Start Source extract

Thoughts on Uber’s List of Postgres Limitations
An Uber technical blog of July 2016 described the perception of “many Postgres limitations”. Regrettably, a number of important technical points are either not correct or not wholly correct because they overlook many optimizations in PostgreSQL that were added specifically to address the cases discussed. In most cases, those limitations were actually true in the distant past of 5-10 years ago, so that leaves us with the impression of comparing MySQL as it is now with PostgreSQL as it was a decade ago. This is no doubt because the post was actually written some time/years? ago and only recently published.
This document looks in detail at those points to ensure we have detailed information available for a wider audience, so nobody is confused by PostgreSQL’s capabilities.
Having said that, I very much welcome the raising of those points and also wish to show that the PostgreSQL project and 2ndQuadrant are responsive to feedback. To do this, detailed follow-ups are noted for immediate action.
These points were noted in the blog
- Poor replica MVCC support
- Inefficient architecture for writes
- Inefficient data replication
- Difficulty upgrading to newer releases
Poor replica MVCC support
“If a streaming replica has an open transaction, updates to the database are blocked if they affect rows held open by the transaction. In this situation, Postgres pauses the WAL application thread until the transaction has ended.”
This is true, though misses the point that a parameter exists to control that behaviour, so that when
hot_standby_feedback = on the described behaviour does not occur in normal circumstances. This is supported from PostgreSQL 9.1 (2011) and above. If you’re not using it, please consider doing so.

End Source extract

Problem set
[1] In the piece on Uber's list of Postgres limitations, which PostgreSQL release first supports the hot_standby_feedback setting?
[2] Write the next part of the piece on Uber's list of Postgres limitations, picking up after its final sentence.

Start Records

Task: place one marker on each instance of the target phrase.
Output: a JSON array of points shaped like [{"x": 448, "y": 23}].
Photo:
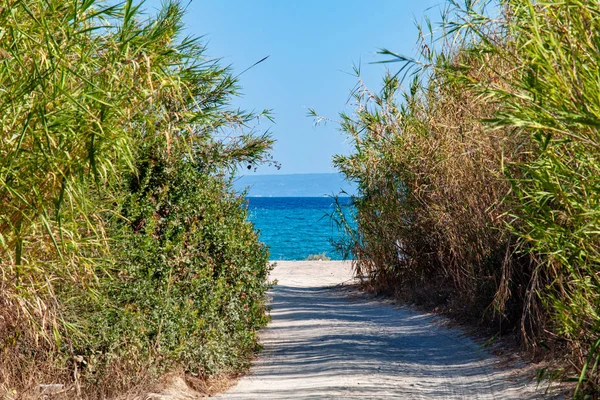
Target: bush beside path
[{"x": 328, "y": 340}]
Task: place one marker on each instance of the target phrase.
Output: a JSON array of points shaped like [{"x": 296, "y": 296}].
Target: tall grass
[
  {"x": 124, "y": 251},
  {"x": 479, "y": 183}
]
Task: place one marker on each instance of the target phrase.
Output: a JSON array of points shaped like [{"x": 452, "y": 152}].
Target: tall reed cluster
[
  {"x": 124, "y": 251},
  {"x": 479, "y": 184}
]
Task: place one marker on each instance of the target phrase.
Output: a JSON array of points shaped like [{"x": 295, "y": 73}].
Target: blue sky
[{"x": 312, "y": 46}]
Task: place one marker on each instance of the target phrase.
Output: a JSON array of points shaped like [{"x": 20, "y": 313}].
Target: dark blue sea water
[{"x": 296, "y": 227}]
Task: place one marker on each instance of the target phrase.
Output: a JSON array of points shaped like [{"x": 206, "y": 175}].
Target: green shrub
[
  {"x": 124, "y": 251},
  {"x": 479, "y": 185}
]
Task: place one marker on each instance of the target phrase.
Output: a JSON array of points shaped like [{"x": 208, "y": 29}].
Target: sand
[{"x": 326, "y": 340}]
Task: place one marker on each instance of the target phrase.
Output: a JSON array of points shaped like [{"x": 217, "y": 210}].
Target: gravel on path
[{"x": 327, "y": 340}]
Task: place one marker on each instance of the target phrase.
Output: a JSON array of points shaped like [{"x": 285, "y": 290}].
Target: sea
[{"x": 295, "y": 228}]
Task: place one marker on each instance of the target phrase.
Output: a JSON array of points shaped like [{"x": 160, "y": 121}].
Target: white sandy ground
[{"x": 325, "y": 341}]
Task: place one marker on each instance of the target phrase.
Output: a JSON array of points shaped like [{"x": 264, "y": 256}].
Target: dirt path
[{"x": 325, "y": 341}]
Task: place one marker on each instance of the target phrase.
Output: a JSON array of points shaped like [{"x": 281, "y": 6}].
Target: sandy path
[{"x": 325, "y": 341}]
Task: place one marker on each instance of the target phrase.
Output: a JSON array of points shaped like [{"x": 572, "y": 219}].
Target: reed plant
[
  {"x": 123, "y": 248},
  {"x": 478, "y": 183}
]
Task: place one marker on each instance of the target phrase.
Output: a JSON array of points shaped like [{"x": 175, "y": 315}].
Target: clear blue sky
[{"x": 312, "y": 46}]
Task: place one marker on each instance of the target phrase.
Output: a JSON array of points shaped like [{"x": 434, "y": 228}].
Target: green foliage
[
  {"x": 124, "y": 251},
  {"x": 480, "y": 186}
]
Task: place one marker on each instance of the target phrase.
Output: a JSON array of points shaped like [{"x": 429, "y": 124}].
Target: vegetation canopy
[
  {"x": 479, "y": 183},
  {"x": 124, "y": 250}
]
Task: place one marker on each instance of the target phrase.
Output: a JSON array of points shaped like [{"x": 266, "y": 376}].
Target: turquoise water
[{"x": 296, "y": 227}]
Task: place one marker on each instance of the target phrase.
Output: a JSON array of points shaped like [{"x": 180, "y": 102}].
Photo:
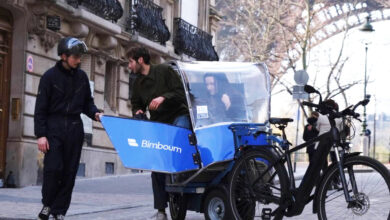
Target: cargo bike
[
  {"x": 199, "y": 160},
  {"x": 229, "y": 165}
]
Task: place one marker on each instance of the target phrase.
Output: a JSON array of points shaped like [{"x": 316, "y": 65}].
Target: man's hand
[
  {"x": 43, "y": 144},
  {"x": 156, "y": 102},
  {"x": 139, "y": 112},
  {"x": 226, "y": 100},
  {"x": 98, "y": 115}
]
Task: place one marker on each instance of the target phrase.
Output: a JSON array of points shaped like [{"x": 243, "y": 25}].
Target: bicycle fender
[{"x": 354, "y": 154}]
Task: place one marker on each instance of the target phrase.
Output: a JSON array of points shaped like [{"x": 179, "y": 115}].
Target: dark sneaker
[
  {"x": 44, "y": 214},
  {"x": 59, "y": 217}
]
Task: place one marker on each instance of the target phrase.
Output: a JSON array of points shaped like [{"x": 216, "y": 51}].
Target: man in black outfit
[
  {"x": 159, "y": 89},
  {"x": 63, "y": 94}
]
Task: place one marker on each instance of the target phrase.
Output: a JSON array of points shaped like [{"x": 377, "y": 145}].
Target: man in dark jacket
[
  {"x": 63, "y": 94},
  {"x": 159, "y": 89}
]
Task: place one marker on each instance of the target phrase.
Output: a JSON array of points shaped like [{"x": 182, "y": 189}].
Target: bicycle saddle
[{"x": 284, "y": 121}]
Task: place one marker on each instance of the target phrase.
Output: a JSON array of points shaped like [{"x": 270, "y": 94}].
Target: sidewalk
[{"x": 113, "y": 197}]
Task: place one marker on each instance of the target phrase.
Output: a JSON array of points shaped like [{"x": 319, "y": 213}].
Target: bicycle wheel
[
  {"x": 256, "y": 184},
  {"x": 216, "y": 205},
  {"x": 371, "y": 199},
  {"x": 178, "y": 206}
]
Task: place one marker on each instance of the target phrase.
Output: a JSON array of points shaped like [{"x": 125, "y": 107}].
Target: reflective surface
[{"x": 227, "y": 92}]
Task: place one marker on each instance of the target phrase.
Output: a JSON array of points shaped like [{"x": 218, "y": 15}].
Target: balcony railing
[
  {"x": 108, "y": 9},
  {"x": 146, "y": 18},
  {"x": 193, "y": 41}
]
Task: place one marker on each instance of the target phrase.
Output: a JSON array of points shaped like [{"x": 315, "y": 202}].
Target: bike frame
[{"x": 300, "y": 196}]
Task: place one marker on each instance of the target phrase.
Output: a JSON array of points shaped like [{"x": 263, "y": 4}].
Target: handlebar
[{"x": 325, "y": 109}]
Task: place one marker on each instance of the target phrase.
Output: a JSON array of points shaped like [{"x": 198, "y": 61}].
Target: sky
[{"x": 378, "y": 69}]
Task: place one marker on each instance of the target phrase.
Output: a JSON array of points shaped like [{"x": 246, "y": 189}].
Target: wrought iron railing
[
  {"x": 107, "y": 9},
  {"x": 192, "y": 41},
  {"x": 146, "y": 18}
]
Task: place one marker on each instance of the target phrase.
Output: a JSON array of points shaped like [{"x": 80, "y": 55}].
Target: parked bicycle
[{"x": 259, "y": 179}]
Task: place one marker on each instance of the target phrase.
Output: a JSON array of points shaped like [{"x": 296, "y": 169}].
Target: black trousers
[
  {"x": 159, "y": 193},
  {"x": 60, "y": 166}
]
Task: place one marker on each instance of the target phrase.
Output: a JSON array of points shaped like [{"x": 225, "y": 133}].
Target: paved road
[{"x": 114, "y": 198}]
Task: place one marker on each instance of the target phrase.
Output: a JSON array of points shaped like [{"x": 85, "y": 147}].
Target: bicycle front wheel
[
  {"x": 368, "y": 183},
  {"x": 257, "y": 183}
]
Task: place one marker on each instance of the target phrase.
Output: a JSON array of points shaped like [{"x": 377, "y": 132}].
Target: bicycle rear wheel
[
  {"x": 256, "y": 182},
  {"x": 371, "y": 199}
]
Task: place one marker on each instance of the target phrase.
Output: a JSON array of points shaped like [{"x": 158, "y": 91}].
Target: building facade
[{"x": 29, "y": 33}]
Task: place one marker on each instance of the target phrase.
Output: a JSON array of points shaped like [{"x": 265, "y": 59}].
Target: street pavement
[{"x": 112, "y": 198}]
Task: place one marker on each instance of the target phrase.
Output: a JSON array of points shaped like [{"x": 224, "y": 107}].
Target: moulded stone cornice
[
  {"x": 37, "y": 25},
  {"x": 79, "y": 30}
]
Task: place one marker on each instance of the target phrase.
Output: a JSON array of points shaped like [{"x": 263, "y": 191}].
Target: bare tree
[{"x": 279, "y": 33}]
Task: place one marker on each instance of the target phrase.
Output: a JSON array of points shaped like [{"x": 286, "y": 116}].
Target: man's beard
[{"x": 138, "y": 69}]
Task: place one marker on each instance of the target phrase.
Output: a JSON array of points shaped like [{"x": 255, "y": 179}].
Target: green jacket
[{"x": 162, "y": 80}]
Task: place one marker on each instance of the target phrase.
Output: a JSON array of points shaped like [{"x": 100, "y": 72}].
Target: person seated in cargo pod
[{"x": 221, "y": 101}]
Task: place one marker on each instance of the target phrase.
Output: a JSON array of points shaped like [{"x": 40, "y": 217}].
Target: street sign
[
  {"x": 299, "y": 92},
  {"x": 301, "y": 77}
]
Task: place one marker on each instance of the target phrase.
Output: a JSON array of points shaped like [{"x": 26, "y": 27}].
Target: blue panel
[
  {"x": 150, "y": 145},
  {"x": 215, "y": 143},
  {"x": 260, "y": 140}
]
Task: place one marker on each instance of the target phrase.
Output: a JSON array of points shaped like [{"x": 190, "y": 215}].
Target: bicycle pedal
[{"x": 266, "y": 214}]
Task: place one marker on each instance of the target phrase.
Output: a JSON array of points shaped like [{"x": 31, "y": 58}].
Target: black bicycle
[{"x": 355, "y": 187}]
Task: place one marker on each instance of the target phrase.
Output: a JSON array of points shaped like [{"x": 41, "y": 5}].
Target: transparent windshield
[{"x": 227, "y": 92}]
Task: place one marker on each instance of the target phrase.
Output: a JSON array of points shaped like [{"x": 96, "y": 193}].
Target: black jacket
[
  {"x": 62, "y": 94},
  {"x": 162, "y": 80}
]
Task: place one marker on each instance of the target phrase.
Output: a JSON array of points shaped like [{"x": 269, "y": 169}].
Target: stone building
[{"x": 29, "y": 33}]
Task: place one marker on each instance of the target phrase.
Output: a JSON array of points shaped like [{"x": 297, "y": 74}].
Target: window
[
  {"x": 109, "y": 168},
  {"x": 81, "y": 170}
]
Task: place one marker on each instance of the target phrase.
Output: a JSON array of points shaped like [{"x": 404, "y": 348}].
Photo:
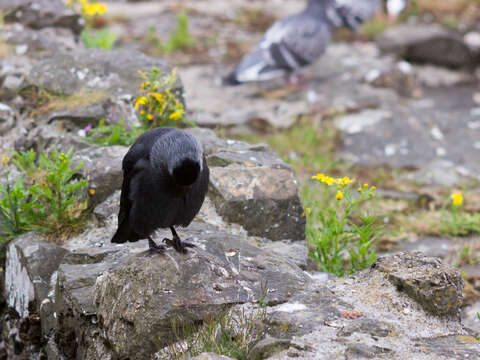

End Records

Written responses
[1] PostgreSQL 9.1, from 2011.

[2]
Later, this comment leads to the conclusion
“Postgres replicas … can’t implement MVCC” which is wholly incorrect and a major misunderstanding. PostgreSQL replicas certainly allow access to data with full MVCC semantics.
Inefficient architecture for writes
“If old transactions need to reference a row for the purposes of MVCC MySQL copies the old row into a special area called the rollback segment.”
“This design also makes vacuuming and compaction more efficient. All of the rows that are eligible to be vacuumed are available directly in the rollback segment. By comparison, the Postgres autovacuum process has to do full table scans to identify deleted rows.”
Moving old rows to a rollback segment adds time to the write path for UPDATEs, but that point isn’t mentioned. PostgreSQL is more efficient architecture for writes in relation to MVCC because it doesn’t need to do as many push-ups.
Later, if the workload requires that we access old rows from the rollback segment that is also more expensive. That is not always needed, yet it is very common for longer running queries to need to access older data. However, if all transactions are roughly the same short duration access to the rollback segment is seldom needed, which just happens to make benchmark results appear good while real-world applications suffer.
By contrast, PostgreSQL has multiple optimizations that improve vacuuming and compaction. First, an optimization called HOT improves vacuuming in heavily updated parts of a table (since 2007), while the visibility map ensures that VACUUM can avoid full table scans (since 2008).
Whether rollback segments help or hinder an application depend on the specific use case and it’s much more complex than this first appears.
Next, we discuss indexes…
“With Postgres, the primary index and secondary indexes all point directly to the on-disk tuple offsets.”
This point is correct; PostgreSQL indexes currently use a direct pointer between the index entry and the heap tuple version. InnoDB secondary indexes are “indirect indexes” in that they do not refer to the heap tuple version directly, they contain the value of the Primary Key (PK) of the tuple.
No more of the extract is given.